(316e) Trans-FREE Hydrogenation of Vegetable Fat in Vapor Phase Modified Supercritical CO2

Environmental and human safety concerns have become determining factors in chemical engineering and process development. Currently, there is a strong emphasis on the development of more sustainable processes. Solvents that have interesting potential as environmentally alternatives to organic solvents include water, ionic liquids, fluorous phases, and supercritical or dense phase fluids. Environmental sustainability is the process of making sure current processes of interaction with the environment, are pursued with the idea of keeping the environment as pristine as possible, by avoiding a severe level of degradation, for future generations. Carbon dioxide is often promoted as a sustainable solvent, as CO2 is non-flammable, exhibits a relatively low toxicity and is naturally abundant. However, injudicious use of carbon dioxide in a process or product can reduce rather than enhance overall sustainability.

The partial hydrogenation of fats and oils has the purpose of providing products with the desired melting profile and texture, according to their final use. The hydrogenated oil is more stable and less sensitive to oxidation. The hydrogenation of sunflower oil was carried out in fixed bed reactor in supercritical carbon dioxide ? SC CO2 (80%v/v) containing added hexane (20%v/v). The specific objective for the research presented here was the determination of supercritical carbon dioxide/hexane cosolvent mixture over a range of pressure and temperature settings to obtain an estimate of the temperature-pressure parameters that would be best for obtaining low trans fatty acids in the hydrogenated products. The use of a small percentage of cosolvent, may provide additional lipid solubility at lower temperature and pressure conditions and allow use of supercritical carbon dioxide/hexane at lower pressures than pure carbon dioxide, an important consideration when designing large scale processing equipment.

The results from this study show that the solubility of vegetable oils in SC CO2 can be increased due to the addition of an appropriate cosolvent, e.g. hexane, which allows a reduction in operating pressure which assures complete miscibility in the reactive mixture for a given temperature and feed composition in comparison with the system using only SC CO2 as solvent. On the other hand, the feasibility of continuous single-phase hydrogenation increases because of the minimization the risk due to the use of modified SC CO2 under mild conditions instead of some flammable solvents such as SC propane or DME. The process safety for the entrainers was evaluated using the DOW's Fire and Explosion Index to determine the most suitable modifier for the reaction.

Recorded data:

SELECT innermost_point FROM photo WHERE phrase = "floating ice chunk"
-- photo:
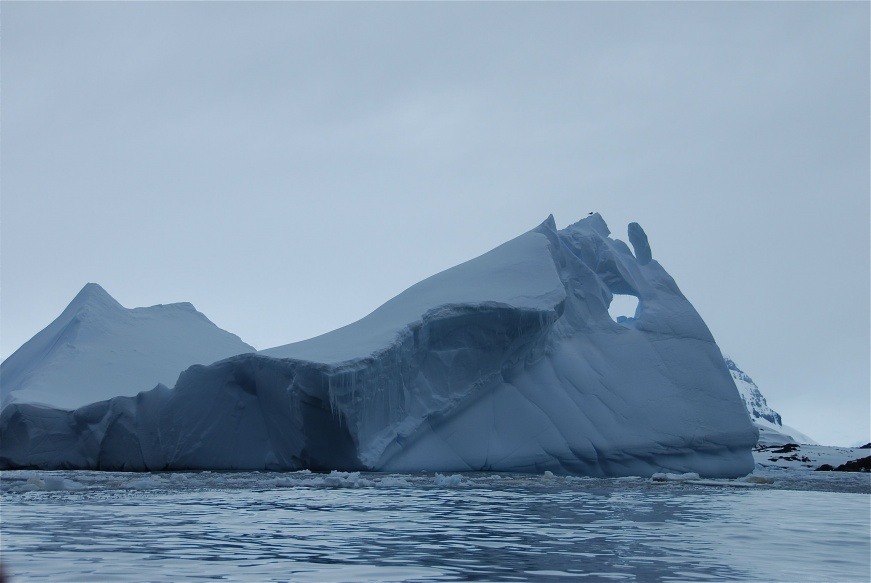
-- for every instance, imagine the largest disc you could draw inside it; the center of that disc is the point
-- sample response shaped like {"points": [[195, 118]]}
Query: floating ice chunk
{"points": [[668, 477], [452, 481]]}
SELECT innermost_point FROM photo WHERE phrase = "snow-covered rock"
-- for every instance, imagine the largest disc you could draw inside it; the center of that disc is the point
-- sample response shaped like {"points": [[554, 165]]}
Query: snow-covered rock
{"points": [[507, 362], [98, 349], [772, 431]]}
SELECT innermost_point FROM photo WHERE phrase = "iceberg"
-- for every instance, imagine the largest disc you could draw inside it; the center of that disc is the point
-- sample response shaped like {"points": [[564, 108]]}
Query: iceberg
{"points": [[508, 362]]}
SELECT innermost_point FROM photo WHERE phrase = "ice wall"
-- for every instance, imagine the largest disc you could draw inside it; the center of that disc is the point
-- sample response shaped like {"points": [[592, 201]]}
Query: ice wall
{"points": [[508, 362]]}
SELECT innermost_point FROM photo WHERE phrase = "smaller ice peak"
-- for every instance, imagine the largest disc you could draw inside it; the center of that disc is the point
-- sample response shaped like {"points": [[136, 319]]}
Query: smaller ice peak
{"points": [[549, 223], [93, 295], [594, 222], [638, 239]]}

---

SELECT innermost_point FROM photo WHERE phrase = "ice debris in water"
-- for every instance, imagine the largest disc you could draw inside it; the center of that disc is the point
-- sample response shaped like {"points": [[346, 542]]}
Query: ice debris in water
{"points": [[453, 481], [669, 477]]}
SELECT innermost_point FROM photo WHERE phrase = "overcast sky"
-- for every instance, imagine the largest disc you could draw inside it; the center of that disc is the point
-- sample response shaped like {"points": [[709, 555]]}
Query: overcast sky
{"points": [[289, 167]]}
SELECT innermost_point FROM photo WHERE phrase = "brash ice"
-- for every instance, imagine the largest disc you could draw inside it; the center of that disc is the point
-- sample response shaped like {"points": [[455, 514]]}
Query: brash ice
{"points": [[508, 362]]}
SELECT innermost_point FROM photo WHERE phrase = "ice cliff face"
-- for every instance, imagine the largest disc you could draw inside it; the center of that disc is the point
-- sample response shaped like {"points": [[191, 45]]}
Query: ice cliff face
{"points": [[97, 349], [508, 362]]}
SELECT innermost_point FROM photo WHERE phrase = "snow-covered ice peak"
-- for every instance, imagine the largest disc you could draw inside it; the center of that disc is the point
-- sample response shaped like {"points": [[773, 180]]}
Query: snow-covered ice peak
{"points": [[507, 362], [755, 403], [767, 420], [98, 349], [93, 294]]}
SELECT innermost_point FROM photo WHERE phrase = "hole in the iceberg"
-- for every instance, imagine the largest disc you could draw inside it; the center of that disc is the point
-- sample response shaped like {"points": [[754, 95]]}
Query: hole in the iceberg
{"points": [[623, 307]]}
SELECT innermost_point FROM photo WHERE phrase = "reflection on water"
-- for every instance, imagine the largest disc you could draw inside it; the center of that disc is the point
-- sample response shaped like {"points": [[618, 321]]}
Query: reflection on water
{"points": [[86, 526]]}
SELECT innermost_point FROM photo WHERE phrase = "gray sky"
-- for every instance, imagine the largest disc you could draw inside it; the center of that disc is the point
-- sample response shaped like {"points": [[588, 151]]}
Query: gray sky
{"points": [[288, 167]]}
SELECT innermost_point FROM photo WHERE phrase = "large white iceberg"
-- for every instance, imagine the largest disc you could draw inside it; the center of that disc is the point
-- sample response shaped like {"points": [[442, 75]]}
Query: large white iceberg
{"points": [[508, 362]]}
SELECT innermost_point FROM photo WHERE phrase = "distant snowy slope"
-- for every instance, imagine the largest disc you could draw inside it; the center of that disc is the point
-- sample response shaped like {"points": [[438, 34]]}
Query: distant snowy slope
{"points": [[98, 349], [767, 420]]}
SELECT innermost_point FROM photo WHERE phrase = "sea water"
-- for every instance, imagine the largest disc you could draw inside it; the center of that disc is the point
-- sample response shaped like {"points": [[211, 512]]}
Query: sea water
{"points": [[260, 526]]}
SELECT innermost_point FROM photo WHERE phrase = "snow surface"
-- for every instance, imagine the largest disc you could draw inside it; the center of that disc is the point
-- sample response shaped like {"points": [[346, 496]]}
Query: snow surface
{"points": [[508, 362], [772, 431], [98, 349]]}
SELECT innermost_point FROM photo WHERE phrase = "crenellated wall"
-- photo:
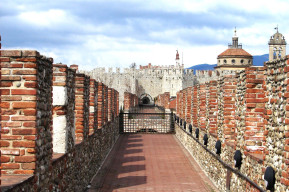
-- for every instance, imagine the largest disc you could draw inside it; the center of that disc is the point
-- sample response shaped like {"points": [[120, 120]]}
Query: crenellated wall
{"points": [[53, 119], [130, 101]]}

--

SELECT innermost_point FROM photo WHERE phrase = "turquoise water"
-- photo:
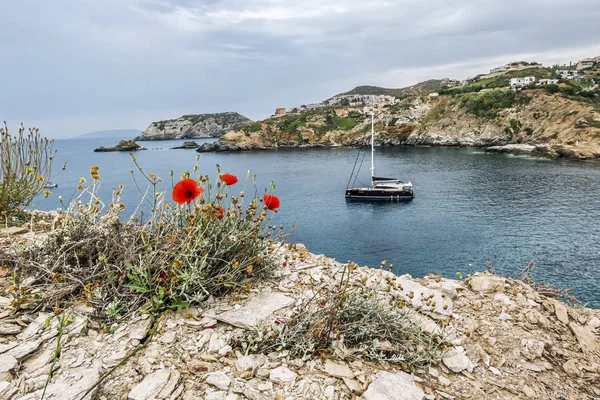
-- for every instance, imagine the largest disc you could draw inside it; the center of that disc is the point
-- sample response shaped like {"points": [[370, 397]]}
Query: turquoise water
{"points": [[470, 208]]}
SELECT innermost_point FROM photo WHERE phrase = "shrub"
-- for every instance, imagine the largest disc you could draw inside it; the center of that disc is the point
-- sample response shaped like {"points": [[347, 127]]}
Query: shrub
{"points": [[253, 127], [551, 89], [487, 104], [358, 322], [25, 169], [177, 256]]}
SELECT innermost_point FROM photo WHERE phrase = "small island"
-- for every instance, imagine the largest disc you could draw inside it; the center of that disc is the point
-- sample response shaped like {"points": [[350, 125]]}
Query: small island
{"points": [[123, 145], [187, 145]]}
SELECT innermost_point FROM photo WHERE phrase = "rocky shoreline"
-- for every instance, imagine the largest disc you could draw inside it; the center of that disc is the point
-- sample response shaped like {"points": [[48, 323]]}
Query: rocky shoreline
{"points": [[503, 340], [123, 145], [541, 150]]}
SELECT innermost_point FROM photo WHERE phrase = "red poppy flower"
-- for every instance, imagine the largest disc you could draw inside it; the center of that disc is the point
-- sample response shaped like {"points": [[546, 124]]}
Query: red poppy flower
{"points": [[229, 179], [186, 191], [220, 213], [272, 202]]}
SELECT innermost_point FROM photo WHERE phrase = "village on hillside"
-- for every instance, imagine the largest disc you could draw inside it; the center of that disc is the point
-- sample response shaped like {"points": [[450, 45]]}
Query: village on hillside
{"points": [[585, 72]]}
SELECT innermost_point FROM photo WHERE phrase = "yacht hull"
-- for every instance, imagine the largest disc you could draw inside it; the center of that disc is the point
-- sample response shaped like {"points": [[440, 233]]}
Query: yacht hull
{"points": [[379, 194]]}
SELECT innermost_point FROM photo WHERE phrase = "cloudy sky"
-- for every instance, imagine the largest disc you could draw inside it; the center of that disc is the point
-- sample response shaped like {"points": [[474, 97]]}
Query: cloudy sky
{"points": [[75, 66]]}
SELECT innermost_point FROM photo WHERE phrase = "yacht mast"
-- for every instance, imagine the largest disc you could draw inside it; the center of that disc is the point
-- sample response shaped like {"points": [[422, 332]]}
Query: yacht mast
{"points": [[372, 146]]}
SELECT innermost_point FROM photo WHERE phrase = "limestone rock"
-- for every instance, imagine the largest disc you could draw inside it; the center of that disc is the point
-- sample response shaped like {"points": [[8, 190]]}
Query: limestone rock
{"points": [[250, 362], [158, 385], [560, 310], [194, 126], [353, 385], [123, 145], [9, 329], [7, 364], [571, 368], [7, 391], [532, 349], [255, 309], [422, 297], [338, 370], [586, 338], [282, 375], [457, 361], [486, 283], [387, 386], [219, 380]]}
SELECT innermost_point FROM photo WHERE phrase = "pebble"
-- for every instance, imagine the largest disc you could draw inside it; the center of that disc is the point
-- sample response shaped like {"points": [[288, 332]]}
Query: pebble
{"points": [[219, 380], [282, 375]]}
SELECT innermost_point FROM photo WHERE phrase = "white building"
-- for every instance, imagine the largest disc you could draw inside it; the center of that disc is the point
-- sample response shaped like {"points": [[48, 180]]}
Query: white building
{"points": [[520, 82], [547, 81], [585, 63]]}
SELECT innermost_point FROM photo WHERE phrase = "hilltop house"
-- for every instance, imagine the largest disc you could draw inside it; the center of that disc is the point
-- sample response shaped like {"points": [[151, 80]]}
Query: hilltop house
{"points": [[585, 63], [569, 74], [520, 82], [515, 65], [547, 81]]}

EXERCISE SET:
a - In the text on trans-free hydrogenation, rewrite the passage from "The results from" up to and including "for the reaction.", substituting "ethanol" for "hexane".
b - According to the text on trans-free hydrogenation, what was used to evaluate process safety for the entrainers?
c - Translate this sentence from the text on trans-free hydrogenation into Spanish: "The hydrogenated oil is more stable and less sensitive to oxidation."

LIST OF ANSWERS:
a -
The results from this study show that the solubility of vegetable oils in SC CO2 can be increased due to the addition of an appropriate cosolvent, e.g. ethanol, which allows a reduction in operating pressure which assures complete miscibility in the reactive mixture for a given temperature and feed composition in comparison with the system using only SC CO2 as solvent. On the other hand, the feasibility of continuous single-phase hydrogenation increases because of the minimization the risk due to the use of modified SC CO2 under mild conditions instead of some flammable solvents such as SC propane or DME. The process safety for the entrainers was evaluated using the DOW's Fire and Explosion Index to determine the most suitable modifier for the reaction.

b - DOW's Fire and Explosion Index

c - El aceite hidrogenado es más estable y menos sensible a la oxidación.